WHAT THE EXERCISE ASKS:
Copy the lines verbatim, beginning with the line that contains "point per instance: small" and continuing through the end of the data, and only those lines.

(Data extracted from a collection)
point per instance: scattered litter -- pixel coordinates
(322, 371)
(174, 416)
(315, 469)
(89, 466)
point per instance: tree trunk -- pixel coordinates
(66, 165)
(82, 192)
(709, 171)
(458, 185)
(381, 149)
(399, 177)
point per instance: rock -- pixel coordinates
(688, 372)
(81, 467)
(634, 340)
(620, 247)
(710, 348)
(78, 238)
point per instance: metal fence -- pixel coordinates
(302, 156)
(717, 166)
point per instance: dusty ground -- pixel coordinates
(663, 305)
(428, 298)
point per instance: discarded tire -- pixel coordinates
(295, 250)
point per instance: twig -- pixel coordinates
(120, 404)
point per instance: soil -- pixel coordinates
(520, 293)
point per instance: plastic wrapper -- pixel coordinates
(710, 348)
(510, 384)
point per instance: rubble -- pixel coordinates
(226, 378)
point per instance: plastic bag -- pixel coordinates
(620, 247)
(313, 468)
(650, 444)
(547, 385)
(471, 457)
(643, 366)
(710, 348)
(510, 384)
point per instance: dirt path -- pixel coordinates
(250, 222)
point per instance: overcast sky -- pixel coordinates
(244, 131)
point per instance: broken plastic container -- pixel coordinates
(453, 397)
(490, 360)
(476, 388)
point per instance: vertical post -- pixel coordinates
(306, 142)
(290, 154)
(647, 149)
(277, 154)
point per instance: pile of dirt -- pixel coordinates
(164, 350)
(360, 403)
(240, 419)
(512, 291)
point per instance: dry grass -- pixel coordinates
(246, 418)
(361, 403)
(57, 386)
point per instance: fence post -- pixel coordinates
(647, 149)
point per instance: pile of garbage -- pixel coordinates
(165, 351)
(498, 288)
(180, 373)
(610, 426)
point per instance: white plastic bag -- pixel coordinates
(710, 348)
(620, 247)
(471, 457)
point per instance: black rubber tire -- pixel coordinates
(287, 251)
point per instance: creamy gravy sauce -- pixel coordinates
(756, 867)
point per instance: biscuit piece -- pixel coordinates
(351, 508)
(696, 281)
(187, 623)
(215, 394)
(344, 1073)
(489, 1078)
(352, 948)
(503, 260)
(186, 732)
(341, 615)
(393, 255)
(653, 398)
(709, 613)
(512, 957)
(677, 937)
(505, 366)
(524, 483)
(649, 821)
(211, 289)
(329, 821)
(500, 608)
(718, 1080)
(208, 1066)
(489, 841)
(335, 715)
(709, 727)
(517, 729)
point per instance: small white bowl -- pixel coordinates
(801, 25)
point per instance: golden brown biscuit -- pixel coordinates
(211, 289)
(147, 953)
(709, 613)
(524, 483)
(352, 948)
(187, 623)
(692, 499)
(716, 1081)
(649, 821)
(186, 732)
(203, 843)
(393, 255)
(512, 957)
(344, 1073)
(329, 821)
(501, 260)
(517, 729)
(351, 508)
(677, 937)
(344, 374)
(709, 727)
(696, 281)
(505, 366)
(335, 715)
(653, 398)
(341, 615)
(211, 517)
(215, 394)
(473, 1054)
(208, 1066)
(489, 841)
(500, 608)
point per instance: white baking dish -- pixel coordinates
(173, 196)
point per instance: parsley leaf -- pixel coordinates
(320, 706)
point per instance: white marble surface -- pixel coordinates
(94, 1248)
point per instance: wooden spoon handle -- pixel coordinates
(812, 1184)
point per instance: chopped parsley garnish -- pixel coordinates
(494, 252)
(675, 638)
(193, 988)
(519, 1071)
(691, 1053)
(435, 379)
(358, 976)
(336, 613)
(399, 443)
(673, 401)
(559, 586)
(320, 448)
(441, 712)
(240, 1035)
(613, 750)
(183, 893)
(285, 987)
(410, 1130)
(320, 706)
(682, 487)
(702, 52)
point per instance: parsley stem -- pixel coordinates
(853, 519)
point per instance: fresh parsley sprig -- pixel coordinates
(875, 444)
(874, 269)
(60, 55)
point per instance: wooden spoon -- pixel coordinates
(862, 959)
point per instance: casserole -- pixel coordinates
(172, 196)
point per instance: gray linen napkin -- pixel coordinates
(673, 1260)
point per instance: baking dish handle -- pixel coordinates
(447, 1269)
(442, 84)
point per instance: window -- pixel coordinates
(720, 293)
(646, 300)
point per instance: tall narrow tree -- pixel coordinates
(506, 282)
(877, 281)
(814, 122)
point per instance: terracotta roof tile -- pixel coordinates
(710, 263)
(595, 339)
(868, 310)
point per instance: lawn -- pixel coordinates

REPLY:
point per instance: small white bowl -- pixel coordinates
(801, 25)
point per instance: golden brown biscuit -- pixel coordinates
(211, 289)
(147, 953)
(709, 613)
(524, 483)
(352, 948)
(187, 623)
(692, 499)
(716, 1081)
(649, 821)
(186, 732)
(203, 843)
(393, 255)
(512, 957)
(344, 1073)
(329, 821)
(501, 260)
(517, 729)
(351, 508)
(677, 937)
(344, 374)
(709, 727)
(696, 281)
(505, 366)
(335, 715)
(653, 398)
(341, 615)
(211, 517)
(215, 394)
(473, 1054)
(208, 1066)
(489, 841)
(500, 608)
point per instance: white baking dish -- pixel coordinates
(173, 196)
point per instance: parsley leaf -- pixel coordinates
(320, 706)
point per instance: white marble surface -- pixel coordinates
(94, 1248)
point per instance: wooden spoon handle -- pixel coordinates
(812, 1184)
point per instance: chopped parsley garnish -- pixel coordinates
(494, 252)
(675, 638)
(193, 988)
(519, 1071)
(691, 1053)
(435, 379)
(358, 976)
(336, 613)
(399, 443)
(673, 401)
(559, 586)
(320, 448)
(441, 712)
(240, 1035)
(613, 750)
(183, 893)
(285, 987)
(410, 1130)
(320, 706)
(682, 487)
(702, 52)
point per instance: parsley stem -- pixel coordinates
(853, 519)
point per instance: fresh parsley sprig -- pixel coordinates
(875, 444)
(874, 269)
(60, 55)
point per instance: wooden spoon -- pixel coordinates
(862, 959)
point per instance: casserole -- pixel coordinates
(172, 196)
point per instance: gray linen napkin -- pixel coordinates
(673, 1260)
point per instance: baking dish handle -- pixel coordinates
(447, 1269)
(442, 84)
point per instance: window -- pixel coordinates
(720, 293)
(646, 300)
point per instance: tall narrow tree -- pixel coordinates
(506, 282)
(877, 281)
(814, 122)
point per instance: terracotta roof tile -- pixel coordinates
(710, 263)
(595, 339)
(868, 310)
point per instance: lawn -- pixel coordinates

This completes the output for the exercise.